▸ **Annotated coordinate records**
= = = = = = =

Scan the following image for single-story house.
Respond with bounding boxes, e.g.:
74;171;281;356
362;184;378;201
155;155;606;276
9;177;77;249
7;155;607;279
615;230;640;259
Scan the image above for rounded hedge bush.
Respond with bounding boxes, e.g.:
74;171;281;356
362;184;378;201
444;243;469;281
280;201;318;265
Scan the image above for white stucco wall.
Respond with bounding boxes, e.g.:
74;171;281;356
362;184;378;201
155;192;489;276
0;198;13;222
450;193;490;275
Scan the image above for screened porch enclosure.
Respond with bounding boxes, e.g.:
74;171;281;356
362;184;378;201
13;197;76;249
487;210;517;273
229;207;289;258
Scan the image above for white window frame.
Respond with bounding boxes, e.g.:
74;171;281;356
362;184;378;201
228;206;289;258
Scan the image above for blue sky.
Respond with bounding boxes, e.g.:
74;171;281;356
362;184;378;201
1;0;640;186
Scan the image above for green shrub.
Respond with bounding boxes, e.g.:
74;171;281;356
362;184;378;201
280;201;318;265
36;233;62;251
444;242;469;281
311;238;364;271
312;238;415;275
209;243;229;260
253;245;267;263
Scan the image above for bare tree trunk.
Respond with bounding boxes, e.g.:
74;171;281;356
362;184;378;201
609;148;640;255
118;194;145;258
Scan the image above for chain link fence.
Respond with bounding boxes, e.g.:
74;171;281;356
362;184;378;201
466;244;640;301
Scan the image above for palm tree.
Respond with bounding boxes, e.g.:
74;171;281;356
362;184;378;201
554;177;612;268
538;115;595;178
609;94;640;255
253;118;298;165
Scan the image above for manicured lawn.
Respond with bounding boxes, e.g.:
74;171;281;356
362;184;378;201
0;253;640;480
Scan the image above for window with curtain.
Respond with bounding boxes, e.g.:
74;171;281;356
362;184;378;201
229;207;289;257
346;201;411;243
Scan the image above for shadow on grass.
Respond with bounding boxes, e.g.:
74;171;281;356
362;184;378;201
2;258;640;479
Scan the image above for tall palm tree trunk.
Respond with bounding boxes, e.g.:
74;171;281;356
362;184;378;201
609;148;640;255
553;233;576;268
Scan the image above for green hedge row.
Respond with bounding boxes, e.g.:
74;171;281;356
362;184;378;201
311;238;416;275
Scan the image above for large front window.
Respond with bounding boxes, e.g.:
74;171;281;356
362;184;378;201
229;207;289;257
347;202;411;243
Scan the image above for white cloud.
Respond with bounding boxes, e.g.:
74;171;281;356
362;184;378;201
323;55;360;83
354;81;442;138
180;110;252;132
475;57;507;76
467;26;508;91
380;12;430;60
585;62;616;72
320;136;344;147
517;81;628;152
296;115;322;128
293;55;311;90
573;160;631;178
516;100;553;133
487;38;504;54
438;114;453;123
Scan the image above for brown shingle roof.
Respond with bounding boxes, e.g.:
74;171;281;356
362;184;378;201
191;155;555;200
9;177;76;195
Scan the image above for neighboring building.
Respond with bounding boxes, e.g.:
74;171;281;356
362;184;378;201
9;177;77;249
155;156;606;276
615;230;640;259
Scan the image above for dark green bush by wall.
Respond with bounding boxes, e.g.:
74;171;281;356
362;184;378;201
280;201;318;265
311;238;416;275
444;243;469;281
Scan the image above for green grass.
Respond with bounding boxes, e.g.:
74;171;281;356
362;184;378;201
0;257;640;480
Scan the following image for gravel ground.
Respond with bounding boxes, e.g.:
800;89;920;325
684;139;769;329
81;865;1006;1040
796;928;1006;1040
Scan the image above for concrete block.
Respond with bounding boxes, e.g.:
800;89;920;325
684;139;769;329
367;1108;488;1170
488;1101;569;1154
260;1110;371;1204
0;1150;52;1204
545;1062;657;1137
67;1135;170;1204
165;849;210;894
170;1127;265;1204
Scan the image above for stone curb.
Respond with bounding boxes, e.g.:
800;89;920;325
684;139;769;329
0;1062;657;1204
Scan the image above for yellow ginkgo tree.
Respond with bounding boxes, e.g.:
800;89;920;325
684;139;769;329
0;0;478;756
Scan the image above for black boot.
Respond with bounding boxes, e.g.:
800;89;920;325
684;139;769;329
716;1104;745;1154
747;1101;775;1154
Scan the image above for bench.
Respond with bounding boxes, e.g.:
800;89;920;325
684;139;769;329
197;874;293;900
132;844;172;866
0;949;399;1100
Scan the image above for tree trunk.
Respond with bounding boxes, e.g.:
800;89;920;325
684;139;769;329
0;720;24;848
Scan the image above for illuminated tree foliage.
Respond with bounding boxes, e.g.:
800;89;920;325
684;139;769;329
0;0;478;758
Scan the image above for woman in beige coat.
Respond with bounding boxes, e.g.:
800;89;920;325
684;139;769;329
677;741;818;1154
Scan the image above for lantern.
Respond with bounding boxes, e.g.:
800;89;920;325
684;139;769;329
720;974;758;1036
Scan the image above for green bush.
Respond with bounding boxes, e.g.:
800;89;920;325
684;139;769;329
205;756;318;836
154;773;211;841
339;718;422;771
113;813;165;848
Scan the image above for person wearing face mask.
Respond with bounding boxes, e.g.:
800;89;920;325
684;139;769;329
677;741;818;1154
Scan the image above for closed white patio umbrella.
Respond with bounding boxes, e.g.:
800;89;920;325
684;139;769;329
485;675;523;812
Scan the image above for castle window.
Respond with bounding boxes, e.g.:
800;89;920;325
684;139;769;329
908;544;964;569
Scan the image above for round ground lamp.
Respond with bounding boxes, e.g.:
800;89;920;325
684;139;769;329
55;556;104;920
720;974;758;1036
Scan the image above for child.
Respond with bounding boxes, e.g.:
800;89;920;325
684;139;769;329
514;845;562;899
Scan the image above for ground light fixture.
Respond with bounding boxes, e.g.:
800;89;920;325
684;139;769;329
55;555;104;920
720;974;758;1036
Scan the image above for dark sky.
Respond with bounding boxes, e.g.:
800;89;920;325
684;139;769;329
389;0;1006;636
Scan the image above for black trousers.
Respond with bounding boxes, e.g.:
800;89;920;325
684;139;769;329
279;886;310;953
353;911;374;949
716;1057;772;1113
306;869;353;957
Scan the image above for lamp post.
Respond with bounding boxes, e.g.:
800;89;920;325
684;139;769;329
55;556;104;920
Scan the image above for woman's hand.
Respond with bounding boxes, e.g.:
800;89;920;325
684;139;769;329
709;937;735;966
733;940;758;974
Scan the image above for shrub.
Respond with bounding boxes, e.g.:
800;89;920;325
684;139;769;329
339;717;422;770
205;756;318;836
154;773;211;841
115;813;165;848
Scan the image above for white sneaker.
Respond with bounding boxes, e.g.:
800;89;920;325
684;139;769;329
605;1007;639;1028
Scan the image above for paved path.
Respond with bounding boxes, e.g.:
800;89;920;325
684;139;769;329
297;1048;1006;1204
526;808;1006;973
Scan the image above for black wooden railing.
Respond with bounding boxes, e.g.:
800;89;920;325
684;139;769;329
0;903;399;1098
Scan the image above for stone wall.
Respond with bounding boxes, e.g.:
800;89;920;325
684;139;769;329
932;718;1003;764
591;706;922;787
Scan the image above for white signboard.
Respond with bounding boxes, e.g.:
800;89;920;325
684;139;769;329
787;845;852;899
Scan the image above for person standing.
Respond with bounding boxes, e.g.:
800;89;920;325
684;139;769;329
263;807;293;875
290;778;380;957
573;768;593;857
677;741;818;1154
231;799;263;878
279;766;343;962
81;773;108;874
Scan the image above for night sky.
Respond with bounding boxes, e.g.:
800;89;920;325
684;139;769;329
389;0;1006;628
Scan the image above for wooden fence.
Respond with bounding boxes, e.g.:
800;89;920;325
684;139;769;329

= = = = = = =

▸ **What you need to do**
Count the lines in the records above that contain the string "hedge", and give only that number.

▸ **Written response**
2